>>>>>

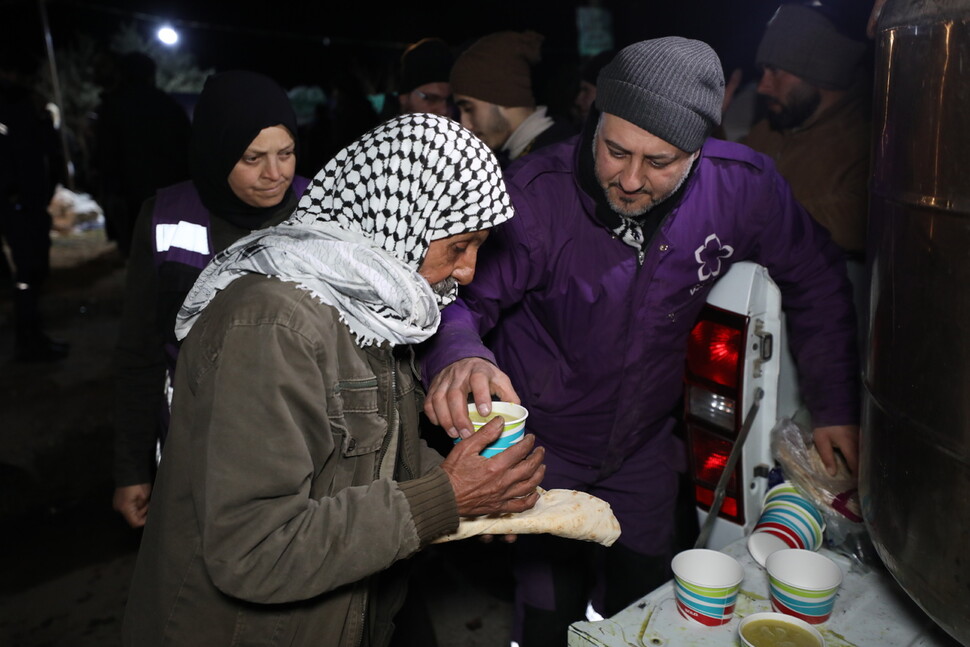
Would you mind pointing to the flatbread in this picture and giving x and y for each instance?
(564, 513)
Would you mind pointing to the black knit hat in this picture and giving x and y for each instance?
(802, 41)
(671, 87)
(497, 68)
(426, 61)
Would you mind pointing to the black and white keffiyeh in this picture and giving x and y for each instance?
(364, 225)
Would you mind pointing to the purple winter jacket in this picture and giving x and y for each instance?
(595, 342)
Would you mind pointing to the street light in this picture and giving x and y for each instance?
(167, 35)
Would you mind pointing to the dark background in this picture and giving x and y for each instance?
(306, 42)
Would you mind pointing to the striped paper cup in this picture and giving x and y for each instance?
(706, 584)
(514, 429)
(803, 584)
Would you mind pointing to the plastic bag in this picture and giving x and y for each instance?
(836, 496)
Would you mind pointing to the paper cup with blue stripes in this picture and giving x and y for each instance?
(803, 584)
(788, 520)
(706, 584)
(514, 430)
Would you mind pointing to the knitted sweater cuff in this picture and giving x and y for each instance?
(433, 505)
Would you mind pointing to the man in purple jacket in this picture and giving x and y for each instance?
(585, 301)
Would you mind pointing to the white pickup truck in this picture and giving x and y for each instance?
(737, 353)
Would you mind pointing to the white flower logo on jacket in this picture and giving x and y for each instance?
(709, 257)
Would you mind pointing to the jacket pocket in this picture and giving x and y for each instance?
(356, 416)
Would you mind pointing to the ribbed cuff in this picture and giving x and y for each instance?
(433, 505)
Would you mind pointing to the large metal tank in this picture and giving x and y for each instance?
(915, 481)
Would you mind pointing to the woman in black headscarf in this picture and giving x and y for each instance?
(242, 162)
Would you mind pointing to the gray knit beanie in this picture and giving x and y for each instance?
(671, 87)
(802, 41)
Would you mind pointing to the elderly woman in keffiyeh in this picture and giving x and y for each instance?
(294, 476)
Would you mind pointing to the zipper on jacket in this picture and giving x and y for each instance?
(392, 422)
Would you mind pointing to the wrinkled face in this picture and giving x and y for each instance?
(452, 260)
(485, 120)
(636, 170)
(430, 97)
(263, 174)
(790, 100)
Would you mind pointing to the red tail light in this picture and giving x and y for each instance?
(714, 352)
(715, 364)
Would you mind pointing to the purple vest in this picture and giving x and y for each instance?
(181, 234)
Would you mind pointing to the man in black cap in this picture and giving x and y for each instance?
(817, 126)
(586, 300)
(424, 87)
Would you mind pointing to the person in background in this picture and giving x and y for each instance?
(141, 144)
(588, 72)
(294, 485)
(424, 87)
(492, 86)
(817, 124)
(583, 303)
(29, 163)
(243, 157)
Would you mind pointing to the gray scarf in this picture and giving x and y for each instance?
(364, 225)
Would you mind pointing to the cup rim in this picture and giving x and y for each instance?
(517, 411)
(818, 562)
(782, 617)
(722, 559)
(798, 524)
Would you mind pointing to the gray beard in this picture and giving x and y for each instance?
(445, 290)
(624, 210)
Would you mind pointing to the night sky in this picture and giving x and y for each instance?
(304, 42)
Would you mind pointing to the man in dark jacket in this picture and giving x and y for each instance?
(294, 481)
(492, 86)
(28, 162)
(586, 299)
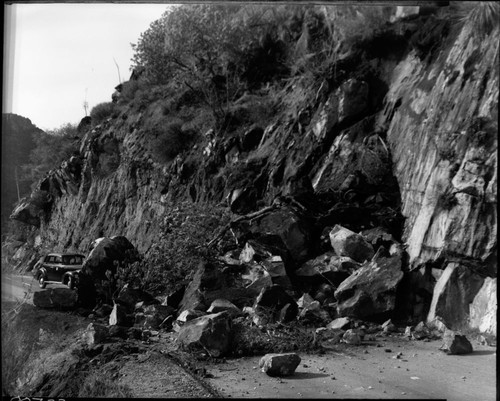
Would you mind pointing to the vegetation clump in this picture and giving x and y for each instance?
(51, 149)
(103, 111)
(186, 229)
(170, 140)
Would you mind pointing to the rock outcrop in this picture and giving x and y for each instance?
(372, 289)
(279, 364)
(211, 333)
(399, 146)
(55, 298)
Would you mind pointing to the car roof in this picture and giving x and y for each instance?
(65, 254)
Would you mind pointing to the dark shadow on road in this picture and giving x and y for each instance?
(306, 375)
(483, 352)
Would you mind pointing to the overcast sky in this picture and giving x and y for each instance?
(58, 55)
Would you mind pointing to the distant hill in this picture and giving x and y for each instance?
(17, 142)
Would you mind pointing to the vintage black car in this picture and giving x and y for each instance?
(59, 267)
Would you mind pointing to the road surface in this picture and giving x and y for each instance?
(16, 287)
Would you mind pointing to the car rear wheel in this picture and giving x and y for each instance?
(41, 281)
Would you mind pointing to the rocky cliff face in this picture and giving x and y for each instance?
(403, 139)
(17, 142)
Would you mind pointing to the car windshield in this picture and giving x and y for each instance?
(72, 259)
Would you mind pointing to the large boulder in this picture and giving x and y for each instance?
(371, 290)
(211, 282)
(453, 293)
(483, 309)
(129, 297)
(96, 334)
(455, 344)
(269, 305)
(87, 292)
(348, 243)
(106, 253)
(279, 364)
(284, 228)
(207, 278)
(270, 258)
(251, 138)
(329, 266)
(55, 298)
(119, 316)
(211, 333)
(220, 305)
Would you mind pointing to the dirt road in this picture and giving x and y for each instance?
(421, 371)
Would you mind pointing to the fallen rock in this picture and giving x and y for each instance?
(160, 312)
(105, 252)
(270, 302)
(348, 243)
(483, 309)
(96, 334)
(257, 278)
(268, 257)
(421, 332)
(342, 323)
(284, 228)
(456, 344)
(279, 364)
(174, 299)
(371, 290)
(211, 333)
(351, 337)
(55, 298)
(220, 305)
(134, 333)
(118, 331)
(167, 324)
(251, 138)
(119, 316)
(189, 314)
(210, 283)
(103, 311)
(328, 338)
(388, 327)
(330, 266)
(130, 297)
(455, 290)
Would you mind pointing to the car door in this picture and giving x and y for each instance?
(58, 269)
(52, 268)
(49, 267)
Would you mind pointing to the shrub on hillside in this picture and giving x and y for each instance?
(102, 111)
(170, 140)
(484, 16)
(214, 50)
(51, 149)
(185, 231)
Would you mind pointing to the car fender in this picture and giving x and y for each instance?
(41, 271)
(73, 274)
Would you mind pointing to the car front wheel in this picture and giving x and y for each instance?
(41, 281)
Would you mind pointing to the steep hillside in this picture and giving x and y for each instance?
(17, 143)
(399, 133)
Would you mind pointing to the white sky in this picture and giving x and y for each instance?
(58, 54)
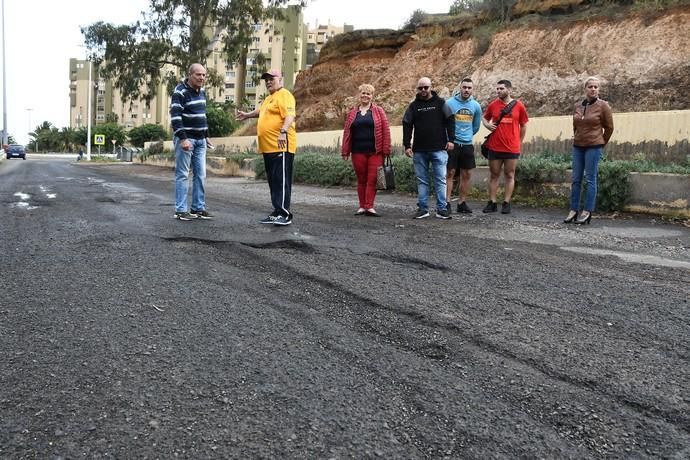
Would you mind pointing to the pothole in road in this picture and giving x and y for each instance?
(284, 244)
(279, 244)
(402, 260)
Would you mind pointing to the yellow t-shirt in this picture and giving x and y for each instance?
(272, 114)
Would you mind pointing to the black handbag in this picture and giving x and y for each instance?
(385, 175)
(506, 110)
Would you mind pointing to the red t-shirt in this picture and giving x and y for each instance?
(506, 137)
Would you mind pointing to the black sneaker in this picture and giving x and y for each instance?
(491, 206)
(202, 214)
(183, 215)
(463, 208)
(443, 214)
(421, 213)
(269, 219)
(283, 220)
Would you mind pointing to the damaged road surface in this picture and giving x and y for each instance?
(126, 333)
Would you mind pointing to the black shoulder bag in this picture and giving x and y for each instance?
(506, 110)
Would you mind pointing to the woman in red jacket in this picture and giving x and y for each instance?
(367, 137)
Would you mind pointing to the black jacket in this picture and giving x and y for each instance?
(432, 122)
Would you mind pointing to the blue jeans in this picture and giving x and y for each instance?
(196, 158)
(585, 162)
(439, 161)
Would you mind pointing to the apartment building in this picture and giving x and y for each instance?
(107, 103)
(276, 44)
(319, 36)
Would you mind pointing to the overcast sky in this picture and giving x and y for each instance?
(42, 35)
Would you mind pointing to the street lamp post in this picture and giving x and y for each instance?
(88, 116)
(4, 81)
(28, 111)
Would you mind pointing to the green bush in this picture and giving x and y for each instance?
(613, 185)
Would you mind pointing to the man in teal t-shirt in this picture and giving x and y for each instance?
(468, 115)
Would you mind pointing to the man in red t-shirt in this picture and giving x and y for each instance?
(504, 143)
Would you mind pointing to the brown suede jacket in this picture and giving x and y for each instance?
(592, 123)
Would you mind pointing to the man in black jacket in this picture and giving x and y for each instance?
(432, 122)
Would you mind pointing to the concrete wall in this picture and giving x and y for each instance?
(659, 136)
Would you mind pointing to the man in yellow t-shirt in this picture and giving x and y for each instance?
(277, 138)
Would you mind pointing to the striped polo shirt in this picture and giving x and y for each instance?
(188, 112)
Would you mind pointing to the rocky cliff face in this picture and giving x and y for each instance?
(641, 57)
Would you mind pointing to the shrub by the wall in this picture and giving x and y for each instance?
(613, 185)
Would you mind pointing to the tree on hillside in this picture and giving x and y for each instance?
(220, 123)
(464, 6)
(416, 19)
(171, 36)
(147, 133)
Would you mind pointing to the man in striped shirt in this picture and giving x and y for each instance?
(190, 130)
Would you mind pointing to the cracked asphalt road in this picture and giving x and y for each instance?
(125, 333)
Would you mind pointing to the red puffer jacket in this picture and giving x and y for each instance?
(382, 132)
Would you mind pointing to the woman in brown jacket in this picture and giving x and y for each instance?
(592, 126)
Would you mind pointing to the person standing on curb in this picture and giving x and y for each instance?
(431, 121)
(367, 137)
(468, 118)
(277, 139)
(190, 132)
(592, 127)
(507, 124)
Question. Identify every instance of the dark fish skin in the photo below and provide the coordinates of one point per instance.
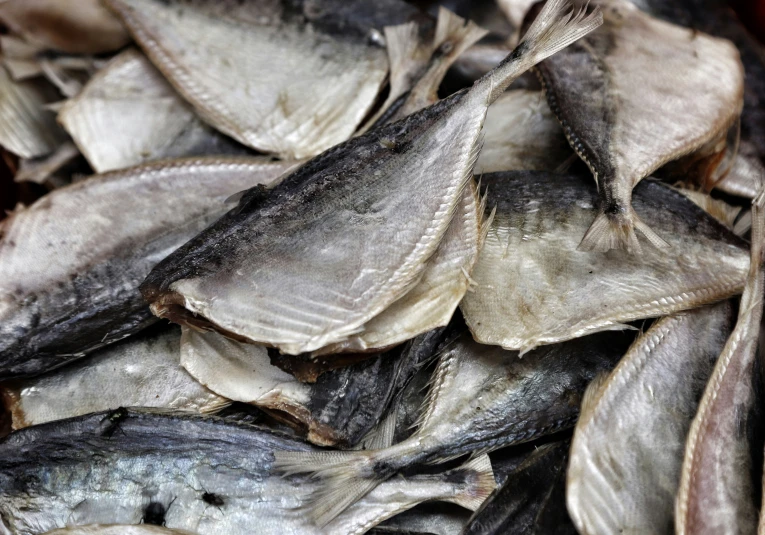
(513, 507)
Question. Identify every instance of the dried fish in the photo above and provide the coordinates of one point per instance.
(342, 405)
(481, 398)
(372, 211)
(514, 507)
(71, 263)
(142, 371)
(27, 129)
(154, 122)
(522, 133)
(186, 472)
(716, 486)
(73, 26)
(628, 445)
(280, 55)
(624, 124)
(534, 287)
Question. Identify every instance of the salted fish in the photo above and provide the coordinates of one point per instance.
(141, 371)
(303, 83)
(517, 504)
(628, 445)
(625, 125)
(534, 287)
(481, 398)
(154, 121)
(372, 211)
(716, 483)
(338, 409)
(521, 133)
(72, 26)
(186, 472)
(71, 263)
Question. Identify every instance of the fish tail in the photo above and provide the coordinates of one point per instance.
(347, 476)
(617, 231)
(480, 482)
(557, 26)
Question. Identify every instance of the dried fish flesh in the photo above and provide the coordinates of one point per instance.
(71, 263)
(534, 287)
(628, 445)
(481, 398)
(72, 26)
(608, 108)
(716, 487)
(186, 472)
(514, 507)
(280, 63)
(154, 122)
(338, 409)
(371, 211)
(522, 133)
(142, 371)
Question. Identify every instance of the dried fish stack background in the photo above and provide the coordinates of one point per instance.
(341, 267)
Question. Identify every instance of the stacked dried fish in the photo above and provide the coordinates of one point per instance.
(396, 313)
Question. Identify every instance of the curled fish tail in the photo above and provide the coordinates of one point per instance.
(617, 231)
(557, 26)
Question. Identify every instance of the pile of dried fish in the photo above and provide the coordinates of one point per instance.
(398, 303)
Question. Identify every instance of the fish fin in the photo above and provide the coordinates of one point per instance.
(552, 30)
(592, 394)
(482, 482)
(610, 231)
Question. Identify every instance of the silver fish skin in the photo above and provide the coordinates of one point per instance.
(372, 211)
(187, 473)
(281, 55)
(141, 371)
(71, 263)
(628, 445)
(155, 122)
(608, 108)
(716, 483)
(481, 398)
(533, 286)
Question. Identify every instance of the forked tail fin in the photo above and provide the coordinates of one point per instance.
(617, 231)
(557, 26)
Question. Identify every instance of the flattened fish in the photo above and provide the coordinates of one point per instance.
(342, 405)
(154, 121)
(142, 371)
(628, 445)
(186, 472)
(624, 124)
(71, 263)
(72, 26)
(725, 440)
(481, 398)
(279, 57)
(534, 287)
(371, 211)
(521, 133)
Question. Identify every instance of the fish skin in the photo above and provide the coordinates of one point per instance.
(534, 238)
(628, 445)
(141, 371)
(724, 447)
(341, 407)
(617, 129)
(481, 398)
(155, 122)
(513, 507)
(303, 46)
(310, 278)
(64, 293)
(109, 468)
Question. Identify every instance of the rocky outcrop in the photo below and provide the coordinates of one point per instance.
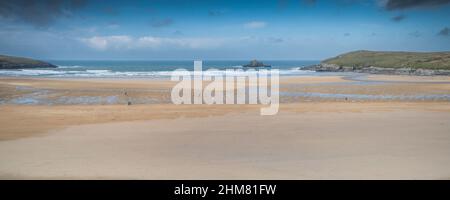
(255, 63)
(325, 67)
(11, 62)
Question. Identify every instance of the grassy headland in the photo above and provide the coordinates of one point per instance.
(12, 62)
(387, 59)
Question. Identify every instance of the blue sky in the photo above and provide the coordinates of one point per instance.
(219, 30)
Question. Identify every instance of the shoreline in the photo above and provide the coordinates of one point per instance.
(310, 138)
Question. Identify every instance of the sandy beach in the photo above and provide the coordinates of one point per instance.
(328, 127)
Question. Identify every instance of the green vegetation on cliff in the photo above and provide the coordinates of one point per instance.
(12, 62)
(386, 59)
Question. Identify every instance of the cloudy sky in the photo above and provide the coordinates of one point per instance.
(223, 29)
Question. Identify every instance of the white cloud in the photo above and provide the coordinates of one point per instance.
(255, 24)
(108, 42)
(127, 42)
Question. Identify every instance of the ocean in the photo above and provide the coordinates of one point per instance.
(147, 69)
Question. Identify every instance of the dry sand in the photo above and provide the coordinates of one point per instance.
(314, 140)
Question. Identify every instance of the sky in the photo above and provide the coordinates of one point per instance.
(219, 29)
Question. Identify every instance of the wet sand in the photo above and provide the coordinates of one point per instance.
(324, 139)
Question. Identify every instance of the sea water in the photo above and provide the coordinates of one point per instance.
(149, 69)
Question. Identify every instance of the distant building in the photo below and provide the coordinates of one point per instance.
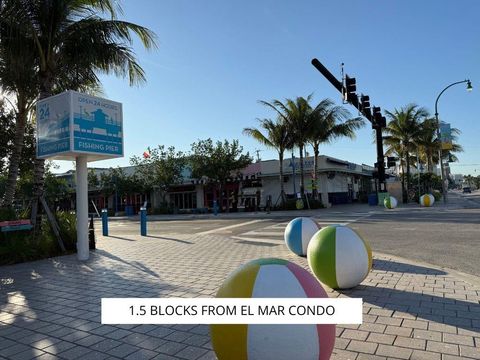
(338, 182)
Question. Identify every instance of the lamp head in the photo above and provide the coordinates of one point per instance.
(469, 85)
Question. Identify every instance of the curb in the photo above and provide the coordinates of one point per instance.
(469, 278)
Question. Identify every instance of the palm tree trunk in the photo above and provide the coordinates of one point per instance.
(17, 152)
(282, 185)
(302, 182)
(315, 172)
(46, 87)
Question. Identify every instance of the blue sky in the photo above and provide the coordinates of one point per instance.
(217, 58)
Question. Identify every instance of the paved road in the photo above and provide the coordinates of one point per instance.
(443, 236)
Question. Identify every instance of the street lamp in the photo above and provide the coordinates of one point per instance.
(469, 88)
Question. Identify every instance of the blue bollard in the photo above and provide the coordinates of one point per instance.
(143, 221)
(105, 222)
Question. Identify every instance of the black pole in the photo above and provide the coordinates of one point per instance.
(368, 115)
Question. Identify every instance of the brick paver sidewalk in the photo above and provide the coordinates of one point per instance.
(51, 308)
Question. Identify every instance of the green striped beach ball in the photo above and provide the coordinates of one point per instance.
(339, 257)
(427, 200)
(390, 202)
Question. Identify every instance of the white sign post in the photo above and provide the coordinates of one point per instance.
(80, 127)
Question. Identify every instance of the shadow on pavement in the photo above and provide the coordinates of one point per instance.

<<<<<

## TASK PROMPT
Reproduce exactly the line containing "Question. Identify every instance of the palm" and every line after it through the end of the records above, and nothing else.

## RESPONSE AREA
Question. Identify every instance of the palm tree trunk in the photo above and provide the coordinates of one point per instance.
(17, 152)
(282, 185)
(302, 182)
(315, 172)
(46, 87)
Question. Identify every instance of the blue sky in the photo above and provide the coordinates of one point per instance.
(217, 58)
Question. Identify every instance of the paved road in the photo above and provide the coordinates of one point per instance.
(443, 236)
Question. Identify every instance of the street lamp in the photo above and provide the coordinates of one point per instance.
(469, 88)
Question. Identify every instance of the blue bollard in the photo above and provide the coordinates of one point per instance.
(143, 221)
(105, 222)
Question. Identify every instance of the black pole in the photo above and provide the coordinates of one point per instance.
(368, 115)
Question. Identify every instance of the brick paver sidewalk in the photo above and provide the coordinates of one point per instance.
(51, 308)
Question. Identify every instance of the green striped beach ball in the photo above and provide the coordinates of one point per instance.
(339, 257)
(427, 200)
(390, 202)
Question. Identify every instance of the white sign post in the photo above and provide the coordinates of one point per instance.
(80, 127)
Question. Identify every instance of the shadow on pavement in the photo above and provide the coordinates of one point per instance.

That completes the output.